Boundary annotation records:
==========
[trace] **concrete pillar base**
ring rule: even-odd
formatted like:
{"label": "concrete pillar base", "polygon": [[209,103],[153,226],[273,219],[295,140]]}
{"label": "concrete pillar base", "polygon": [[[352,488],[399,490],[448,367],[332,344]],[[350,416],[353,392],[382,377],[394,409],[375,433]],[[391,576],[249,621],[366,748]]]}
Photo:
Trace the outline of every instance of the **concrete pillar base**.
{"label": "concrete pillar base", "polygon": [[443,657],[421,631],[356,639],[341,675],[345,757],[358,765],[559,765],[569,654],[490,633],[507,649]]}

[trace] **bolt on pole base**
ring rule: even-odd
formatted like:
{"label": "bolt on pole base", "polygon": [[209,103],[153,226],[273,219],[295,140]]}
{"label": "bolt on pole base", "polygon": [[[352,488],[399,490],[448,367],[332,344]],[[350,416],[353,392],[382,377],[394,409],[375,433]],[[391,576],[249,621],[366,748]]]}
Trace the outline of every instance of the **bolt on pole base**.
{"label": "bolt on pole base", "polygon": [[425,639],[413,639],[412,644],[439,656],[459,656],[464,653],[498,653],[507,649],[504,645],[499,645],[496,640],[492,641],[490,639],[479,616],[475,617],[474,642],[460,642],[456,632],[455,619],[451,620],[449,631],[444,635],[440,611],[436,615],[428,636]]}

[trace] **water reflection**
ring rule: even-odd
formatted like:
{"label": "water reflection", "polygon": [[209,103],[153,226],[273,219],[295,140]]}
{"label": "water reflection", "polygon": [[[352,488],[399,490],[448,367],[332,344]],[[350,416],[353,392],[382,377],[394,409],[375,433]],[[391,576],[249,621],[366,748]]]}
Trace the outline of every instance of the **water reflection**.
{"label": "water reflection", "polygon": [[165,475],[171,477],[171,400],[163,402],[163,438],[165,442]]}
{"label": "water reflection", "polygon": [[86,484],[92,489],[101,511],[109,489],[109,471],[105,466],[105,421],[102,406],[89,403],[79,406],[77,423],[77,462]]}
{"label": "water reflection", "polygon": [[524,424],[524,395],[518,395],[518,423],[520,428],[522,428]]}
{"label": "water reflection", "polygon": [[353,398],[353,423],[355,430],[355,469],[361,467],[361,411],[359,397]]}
==========
Copy every line of the records above without changing anything.

[trace] **concrete pillar base**
ring rule: even-odd
formatted like:
{"label": "concrete pillar base", "polygon": [[209,103],[153,226],[273,219],[295,140]]}
{"label": "concrete pillar base", "polygon": [[[352,488],[399,490],[448,367],[332,344]],[[350,416],[353,392],[382,377],[394,409],[375,433]],[[391,576],[249,621],[366,748]]]}
Photo:
Trace the outline of every instance of the **concrete pillar base**.
{"label": "concrete pillar base", "polygon": [[443,657],[421,631],[356,639],[341,675],[345,757],[358,765],[559,765],[569,654],[490,633],[507,649]]}

[trace] **bolt on pole base**
ring rule: even-odd
formatted like:
{"label": "bolt on pole base", "polygon": [[209,103],[153,226],[273,219],[295,140]]}
{"label": "bolt on pole base", "polygon": [[[352,488],[399,490],[448,367],[332,344]],[[350,416],[353,392],[382,377],[394,409],[375,433]],[[391,576],[249,621],[366,748]]]}
Trace the outline of every instance of the **bolt on pole base**.
{"label": "bolt on pole base", "polygon": [[425,639],[413,639],[412,644],[439,656],[459,656],[464,653],[498,653],[507,649],[504,645],[499,645],[496,640],[492,641],[490,639],[479,616],[475,617],[474,642],[460,642],[456,632],[455,619],[451,620],[449,631],[444,635],[440,611],[436,615],[428,636]]}

[trace] **water reflection**
ring rule: even-odd
formatted like:
{"label": "water reflection", "polygon": [[209,103],[153,226],[273,219],[295,140]]}
{"label": "water reflection", "polygon": [[[352,488],[399,490],[448,367],[332,344]],[[350,416],[353,392],[382,377],[394,409],[375,433]],[[391,576],[249,621],[366,748]]]}
Trace the outline of every instance of the **water reflection**.
{"label": "water reflection", "polygon": [[165,475],[171,477],[171,400],[163,402],[163,438],[165,442]]}
{"label": "water reflection", "polygon": [[86,484],[92,489],[101,511],[109,489],[109,471],[105,466],[105,421],[102,406],[89,403],[79,406],[77,423],[77,462]]}
{"label": "water reflection", "polygon": [[524,424],[524,395],[518,395],[518,423],[520,428],[522,428]]}
{"label": "water reflection", "polygon": [[353,398],[353,423],[355,430],[355,469],[361,467],[361,411],[359,397]]}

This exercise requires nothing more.